━━ Stored data
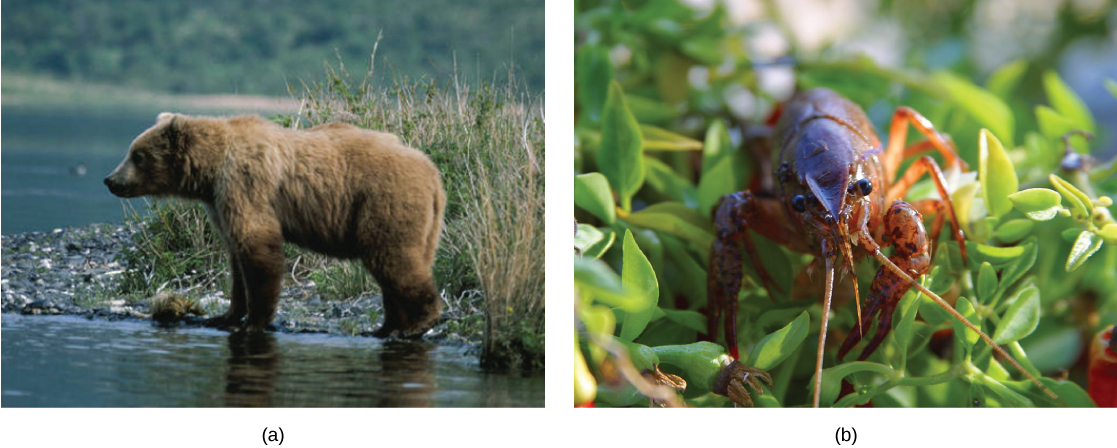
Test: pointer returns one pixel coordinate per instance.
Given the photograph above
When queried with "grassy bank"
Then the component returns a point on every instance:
(488, 143)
━━━━
| What is required |
Retype the data word for word and keep the pictures out of it.

| Task result |
Test: pointer returns one pixel coordinate per instance.
Given the photograph above
When queried with "grassy bank"
Then the component returns a point on every instance:
(488, 143)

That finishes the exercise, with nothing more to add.